**Data to process**
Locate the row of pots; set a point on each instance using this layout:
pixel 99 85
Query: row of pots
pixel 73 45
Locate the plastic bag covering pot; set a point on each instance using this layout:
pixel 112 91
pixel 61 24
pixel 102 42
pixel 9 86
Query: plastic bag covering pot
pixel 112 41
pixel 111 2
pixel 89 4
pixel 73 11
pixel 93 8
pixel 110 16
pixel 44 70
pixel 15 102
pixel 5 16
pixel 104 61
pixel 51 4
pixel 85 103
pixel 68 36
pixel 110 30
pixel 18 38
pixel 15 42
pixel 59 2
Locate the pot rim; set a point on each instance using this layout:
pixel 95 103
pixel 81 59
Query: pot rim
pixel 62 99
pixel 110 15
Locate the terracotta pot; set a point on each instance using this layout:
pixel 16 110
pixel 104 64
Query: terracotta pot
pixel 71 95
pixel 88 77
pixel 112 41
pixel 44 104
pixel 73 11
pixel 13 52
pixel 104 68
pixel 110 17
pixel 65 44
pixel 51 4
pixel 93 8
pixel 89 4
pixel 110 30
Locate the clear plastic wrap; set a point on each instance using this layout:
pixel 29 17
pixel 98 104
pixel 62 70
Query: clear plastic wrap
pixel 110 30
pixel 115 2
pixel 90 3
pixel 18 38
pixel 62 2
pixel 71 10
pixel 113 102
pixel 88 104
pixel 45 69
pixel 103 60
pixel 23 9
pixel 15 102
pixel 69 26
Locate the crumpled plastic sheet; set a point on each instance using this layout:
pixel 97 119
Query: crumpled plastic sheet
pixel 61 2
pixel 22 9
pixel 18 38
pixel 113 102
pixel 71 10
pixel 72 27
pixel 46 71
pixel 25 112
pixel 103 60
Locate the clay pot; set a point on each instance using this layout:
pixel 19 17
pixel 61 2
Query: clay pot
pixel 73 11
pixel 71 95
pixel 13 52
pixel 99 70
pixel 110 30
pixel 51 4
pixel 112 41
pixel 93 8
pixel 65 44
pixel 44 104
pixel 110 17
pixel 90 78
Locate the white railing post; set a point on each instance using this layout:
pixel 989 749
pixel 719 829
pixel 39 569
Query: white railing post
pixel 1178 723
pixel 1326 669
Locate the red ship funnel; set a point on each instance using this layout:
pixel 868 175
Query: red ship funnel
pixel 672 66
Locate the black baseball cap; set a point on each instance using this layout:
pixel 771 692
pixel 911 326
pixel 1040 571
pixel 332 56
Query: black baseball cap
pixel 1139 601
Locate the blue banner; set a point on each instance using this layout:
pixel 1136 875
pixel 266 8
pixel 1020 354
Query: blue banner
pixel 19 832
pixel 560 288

---

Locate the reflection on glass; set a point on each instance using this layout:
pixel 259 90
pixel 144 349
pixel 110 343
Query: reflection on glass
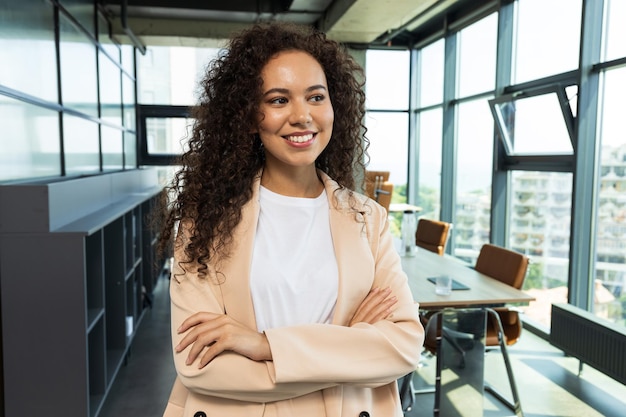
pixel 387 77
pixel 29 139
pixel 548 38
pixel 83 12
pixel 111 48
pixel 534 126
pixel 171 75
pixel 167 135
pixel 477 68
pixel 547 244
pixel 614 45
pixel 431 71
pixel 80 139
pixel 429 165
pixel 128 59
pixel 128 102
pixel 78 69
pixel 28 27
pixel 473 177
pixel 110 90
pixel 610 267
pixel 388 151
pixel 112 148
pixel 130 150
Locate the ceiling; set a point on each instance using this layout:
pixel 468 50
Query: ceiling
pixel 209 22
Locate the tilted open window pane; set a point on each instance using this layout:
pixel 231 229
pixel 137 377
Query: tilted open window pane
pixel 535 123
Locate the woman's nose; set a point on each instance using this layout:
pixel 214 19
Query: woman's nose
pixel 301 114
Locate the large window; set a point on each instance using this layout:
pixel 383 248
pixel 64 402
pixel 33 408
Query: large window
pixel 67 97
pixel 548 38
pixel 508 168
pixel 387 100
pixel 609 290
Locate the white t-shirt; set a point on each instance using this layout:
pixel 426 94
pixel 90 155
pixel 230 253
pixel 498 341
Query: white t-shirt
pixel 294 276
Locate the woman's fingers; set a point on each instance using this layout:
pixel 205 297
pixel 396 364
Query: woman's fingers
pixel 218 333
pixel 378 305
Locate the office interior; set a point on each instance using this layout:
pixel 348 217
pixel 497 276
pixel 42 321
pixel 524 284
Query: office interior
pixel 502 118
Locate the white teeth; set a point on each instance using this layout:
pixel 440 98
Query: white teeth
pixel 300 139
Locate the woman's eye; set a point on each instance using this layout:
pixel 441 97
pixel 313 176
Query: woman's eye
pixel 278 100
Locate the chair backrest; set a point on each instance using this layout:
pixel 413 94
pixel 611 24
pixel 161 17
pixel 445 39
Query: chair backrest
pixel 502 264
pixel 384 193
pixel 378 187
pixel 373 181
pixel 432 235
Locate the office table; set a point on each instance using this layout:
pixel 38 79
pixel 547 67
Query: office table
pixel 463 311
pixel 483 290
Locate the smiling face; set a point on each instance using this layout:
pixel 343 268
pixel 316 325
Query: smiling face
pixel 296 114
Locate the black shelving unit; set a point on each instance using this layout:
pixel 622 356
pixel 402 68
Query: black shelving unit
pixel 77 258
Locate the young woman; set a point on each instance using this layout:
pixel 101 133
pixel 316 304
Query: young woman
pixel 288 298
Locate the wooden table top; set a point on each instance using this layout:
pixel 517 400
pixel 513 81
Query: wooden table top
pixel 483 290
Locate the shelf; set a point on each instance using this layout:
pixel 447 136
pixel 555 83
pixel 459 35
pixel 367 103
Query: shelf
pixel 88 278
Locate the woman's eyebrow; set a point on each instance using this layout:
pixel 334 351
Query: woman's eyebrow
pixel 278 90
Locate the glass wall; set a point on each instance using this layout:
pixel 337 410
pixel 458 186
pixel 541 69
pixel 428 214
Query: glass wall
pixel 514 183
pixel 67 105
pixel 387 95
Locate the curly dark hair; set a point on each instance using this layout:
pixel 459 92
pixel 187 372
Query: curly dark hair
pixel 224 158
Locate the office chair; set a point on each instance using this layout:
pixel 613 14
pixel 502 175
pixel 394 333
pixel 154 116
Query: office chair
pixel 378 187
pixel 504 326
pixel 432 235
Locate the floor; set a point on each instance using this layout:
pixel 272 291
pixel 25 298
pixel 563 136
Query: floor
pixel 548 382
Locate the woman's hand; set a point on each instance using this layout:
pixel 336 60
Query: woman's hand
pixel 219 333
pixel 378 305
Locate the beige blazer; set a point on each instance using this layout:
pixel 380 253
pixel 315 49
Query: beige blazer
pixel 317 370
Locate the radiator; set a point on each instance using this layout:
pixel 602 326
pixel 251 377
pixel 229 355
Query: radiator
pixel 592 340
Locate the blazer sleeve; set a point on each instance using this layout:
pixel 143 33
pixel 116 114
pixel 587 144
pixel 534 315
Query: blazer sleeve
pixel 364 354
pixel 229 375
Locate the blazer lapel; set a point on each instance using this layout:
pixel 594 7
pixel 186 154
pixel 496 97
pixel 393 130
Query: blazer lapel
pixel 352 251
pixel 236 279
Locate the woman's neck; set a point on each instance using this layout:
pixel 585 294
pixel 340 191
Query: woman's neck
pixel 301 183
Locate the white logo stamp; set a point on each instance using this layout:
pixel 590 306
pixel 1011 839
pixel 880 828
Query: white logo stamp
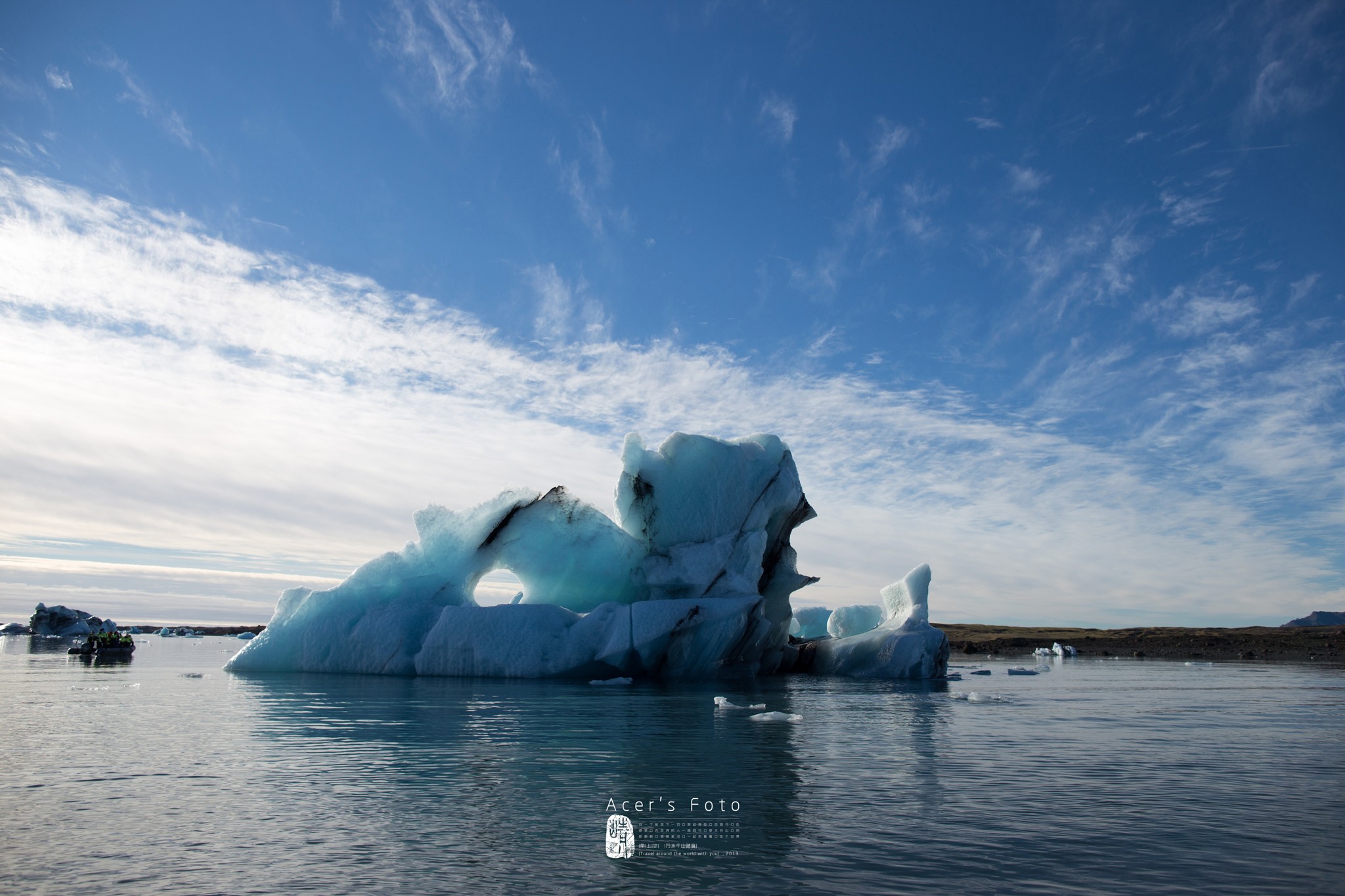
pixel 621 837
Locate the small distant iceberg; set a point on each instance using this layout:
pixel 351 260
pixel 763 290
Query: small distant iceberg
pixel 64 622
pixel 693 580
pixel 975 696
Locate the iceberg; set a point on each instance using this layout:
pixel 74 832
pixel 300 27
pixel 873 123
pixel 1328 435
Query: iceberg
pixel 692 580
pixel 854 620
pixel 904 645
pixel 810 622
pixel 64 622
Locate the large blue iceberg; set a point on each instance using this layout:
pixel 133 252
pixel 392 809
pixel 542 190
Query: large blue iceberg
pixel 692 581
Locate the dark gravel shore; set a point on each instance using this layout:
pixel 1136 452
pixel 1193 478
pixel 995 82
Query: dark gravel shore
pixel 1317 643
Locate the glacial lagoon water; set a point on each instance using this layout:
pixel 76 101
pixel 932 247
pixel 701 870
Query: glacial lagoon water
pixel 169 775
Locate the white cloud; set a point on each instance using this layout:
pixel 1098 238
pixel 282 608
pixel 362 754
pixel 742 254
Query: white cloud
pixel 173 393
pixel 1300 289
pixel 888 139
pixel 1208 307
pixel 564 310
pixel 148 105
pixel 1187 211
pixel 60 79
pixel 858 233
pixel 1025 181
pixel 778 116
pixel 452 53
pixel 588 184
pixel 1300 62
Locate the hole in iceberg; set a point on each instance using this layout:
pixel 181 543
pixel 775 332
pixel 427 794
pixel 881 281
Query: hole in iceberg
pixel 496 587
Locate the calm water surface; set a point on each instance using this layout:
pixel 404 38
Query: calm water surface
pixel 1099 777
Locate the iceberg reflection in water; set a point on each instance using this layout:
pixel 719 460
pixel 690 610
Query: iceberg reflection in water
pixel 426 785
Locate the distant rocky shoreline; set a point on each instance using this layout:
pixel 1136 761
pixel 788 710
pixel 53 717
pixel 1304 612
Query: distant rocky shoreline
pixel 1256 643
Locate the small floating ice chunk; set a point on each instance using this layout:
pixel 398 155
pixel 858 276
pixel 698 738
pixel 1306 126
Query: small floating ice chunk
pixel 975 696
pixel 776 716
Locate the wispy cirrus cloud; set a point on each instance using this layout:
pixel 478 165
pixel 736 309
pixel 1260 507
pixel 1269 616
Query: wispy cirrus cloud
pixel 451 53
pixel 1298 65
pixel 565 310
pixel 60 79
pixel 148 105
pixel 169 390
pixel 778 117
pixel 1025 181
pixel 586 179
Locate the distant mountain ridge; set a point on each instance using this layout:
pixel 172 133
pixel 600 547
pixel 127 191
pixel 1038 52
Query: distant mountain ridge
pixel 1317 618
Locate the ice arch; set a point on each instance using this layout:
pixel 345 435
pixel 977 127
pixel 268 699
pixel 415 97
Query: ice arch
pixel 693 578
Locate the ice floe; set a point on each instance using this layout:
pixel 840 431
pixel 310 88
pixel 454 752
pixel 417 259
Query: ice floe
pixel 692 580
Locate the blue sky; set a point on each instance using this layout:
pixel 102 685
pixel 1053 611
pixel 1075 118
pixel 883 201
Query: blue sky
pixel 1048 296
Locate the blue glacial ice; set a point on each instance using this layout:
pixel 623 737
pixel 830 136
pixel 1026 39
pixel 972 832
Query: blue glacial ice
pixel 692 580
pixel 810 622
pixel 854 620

---

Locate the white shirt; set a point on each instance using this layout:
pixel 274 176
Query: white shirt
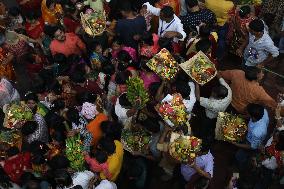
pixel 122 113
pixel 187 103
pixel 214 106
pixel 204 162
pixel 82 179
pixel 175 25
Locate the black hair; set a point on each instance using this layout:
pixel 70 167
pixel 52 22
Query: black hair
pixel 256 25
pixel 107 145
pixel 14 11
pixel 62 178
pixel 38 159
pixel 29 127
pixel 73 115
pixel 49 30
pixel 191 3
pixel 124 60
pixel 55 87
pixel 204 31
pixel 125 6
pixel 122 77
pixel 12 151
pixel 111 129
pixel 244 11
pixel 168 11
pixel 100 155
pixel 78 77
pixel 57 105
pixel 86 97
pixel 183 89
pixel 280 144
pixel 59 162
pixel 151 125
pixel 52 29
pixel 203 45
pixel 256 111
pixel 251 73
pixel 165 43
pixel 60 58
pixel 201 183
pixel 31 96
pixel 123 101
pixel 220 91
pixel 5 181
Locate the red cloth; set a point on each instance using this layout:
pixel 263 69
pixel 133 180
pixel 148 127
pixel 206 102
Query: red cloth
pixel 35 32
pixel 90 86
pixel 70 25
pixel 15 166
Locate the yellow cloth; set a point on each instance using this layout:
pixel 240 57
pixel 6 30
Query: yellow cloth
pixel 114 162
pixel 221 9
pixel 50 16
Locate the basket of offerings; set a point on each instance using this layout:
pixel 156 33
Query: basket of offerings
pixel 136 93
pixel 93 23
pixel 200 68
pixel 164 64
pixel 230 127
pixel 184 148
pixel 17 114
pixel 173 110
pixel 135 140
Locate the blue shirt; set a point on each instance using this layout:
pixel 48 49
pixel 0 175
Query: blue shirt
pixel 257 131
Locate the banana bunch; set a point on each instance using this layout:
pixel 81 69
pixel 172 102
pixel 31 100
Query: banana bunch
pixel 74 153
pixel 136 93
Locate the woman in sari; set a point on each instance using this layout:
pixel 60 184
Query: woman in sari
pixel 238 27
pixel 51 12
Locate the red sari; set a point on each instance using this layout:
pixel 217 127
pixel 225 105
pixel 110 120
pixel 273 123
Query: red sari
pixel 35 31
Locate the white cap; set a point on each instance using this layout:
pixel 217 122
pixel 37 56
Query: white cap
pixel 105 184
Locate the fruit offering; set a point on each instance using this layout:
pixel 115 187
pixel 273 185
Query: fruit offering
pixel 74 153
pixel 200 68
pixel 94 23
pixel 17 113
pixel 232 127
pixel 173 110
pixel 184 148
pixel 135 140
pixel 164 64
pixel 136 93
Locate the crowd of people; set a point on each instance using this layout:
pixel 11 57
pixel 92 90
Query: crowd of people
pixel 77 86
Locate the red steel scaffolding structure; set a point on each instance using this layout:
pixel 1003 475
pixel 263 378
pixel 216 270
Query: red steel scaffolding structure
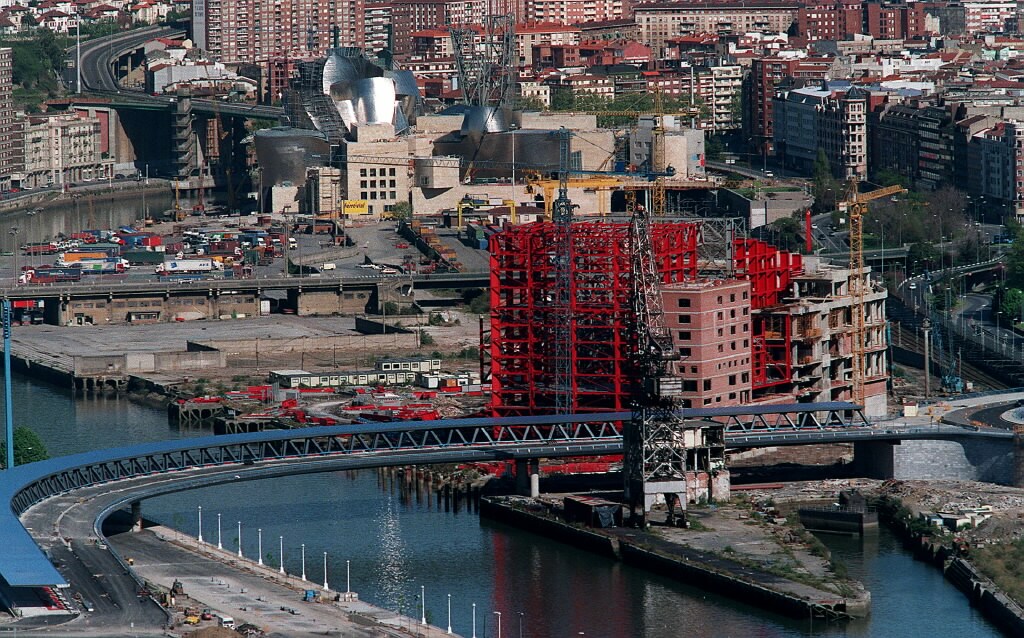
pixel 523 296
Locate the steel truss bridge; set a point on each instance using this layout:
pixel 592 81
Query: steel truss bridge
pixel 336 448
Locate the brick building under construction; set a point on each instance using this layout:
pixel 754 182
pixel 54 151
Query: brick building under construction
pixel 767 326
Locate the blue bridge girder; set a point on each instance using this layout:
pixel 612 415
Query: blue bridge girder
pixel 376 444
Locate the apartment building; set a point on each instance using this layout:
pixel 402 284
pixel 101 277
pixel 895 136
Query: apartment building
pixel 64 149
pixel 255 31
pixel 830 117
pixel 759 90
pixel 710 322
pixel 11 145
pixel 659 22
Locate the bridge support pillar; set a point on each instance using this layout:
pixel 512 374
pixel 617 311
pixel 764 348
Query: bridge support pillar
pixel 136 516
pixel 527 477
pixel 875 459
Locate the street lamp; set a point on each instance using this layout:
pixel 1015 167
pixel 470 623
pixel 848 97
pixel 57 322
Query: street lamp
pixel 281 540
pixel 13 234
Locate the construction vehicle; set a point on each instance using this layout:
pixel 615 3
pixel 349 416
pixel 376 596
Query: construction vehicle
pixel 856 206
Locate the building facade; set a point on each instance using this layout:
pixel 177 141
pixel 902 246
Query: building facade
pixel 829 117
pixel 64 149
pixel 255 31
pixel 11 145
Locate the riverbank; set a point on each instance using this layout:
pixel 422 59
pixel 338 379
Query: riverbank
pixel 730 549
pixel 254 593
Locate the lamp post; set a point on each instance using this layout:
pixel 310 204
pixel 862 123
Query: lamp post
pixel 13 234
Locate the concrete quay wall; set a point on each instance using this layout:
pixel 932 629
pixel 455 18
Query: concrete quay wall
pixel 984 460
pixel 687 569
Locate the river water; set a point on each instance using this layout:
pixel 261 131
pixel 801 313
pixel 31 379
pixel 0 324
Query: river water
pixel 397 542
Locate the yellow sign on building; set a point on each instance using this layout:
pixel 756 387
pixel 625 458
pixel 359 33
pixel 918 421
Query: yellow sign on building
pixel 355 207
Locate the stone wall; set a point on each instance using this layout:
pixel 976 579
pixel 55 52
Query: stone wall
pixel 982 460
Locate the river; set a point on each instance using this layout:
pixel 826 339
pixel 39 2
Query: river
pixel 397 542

**Aim of the exercise**
Copy out the records word for word, from the line containing "Locate the pot" through the line containing "pixel 1326 669", including both of those lines.

**Answer to this exercise**
Locate the pot rim; set a point on each instance using this layout:
pixel 95 103
pixel 81 59
Query: pot rim
pixel 62 99
pixel 110 15
Locate the terracotta pot; set a point on each instance using this layout:
pixel 16 110
pixel 104 64
Query: terracotta pot
pixel 71 95
pixel 88 77
pixel 112 41
pixel 44 104
pixel 73 11
pixel 13 52
pixel 104 68
pixel 110 17
pixel 65 44
pixel 51 4
pixel 93 8
pixel 89 4
pixel 110 30
Locate the clear plastic wrap; set a point on each instance using this layout:
pixel 29 17
pixel 98 104
pixel 62 70
Query: clear plastic wrap
pixel 110 30
pixel 115 2
pixel 90 3
pixel 18 38
pixel 62 2
pixel 71 10
pixel 113 102
pixel 88 104
pixel 45 69
pixel 103 60
pixel 23 9
pixel 15 102
pixel 69 26
Locate the crumpled plastic sheet; set a point on each instance using this layout:
pixel 97 119
Query: crumpled plastic sheet
pixel 61 2
pixel 22 9
pixel 18 38
pixel 113 102
pixel 71 10
pixel 72 27
pixel 46 71
pixel 25 112
pixel 103 60
Locate the clay pot; set a point on each instance using this layout:
pixel 19 17
pixel 61 2
Query: clay pot
pixel 73 11
pixel 71 95
pixel 13 52
pixel 99 70
pixel 110 30
pixel 51 4
pixel 112 41
pixel 93 8
pixel 65 44
pixel 44 104
pixel 110 17
pixel 90 78
Locate the white railing post; set a point on each instance using this layout:
pixel 989 749
pixel 719 829
pixel 39 569
Query: white railing post
pixel 1178 723
pixel 1326 669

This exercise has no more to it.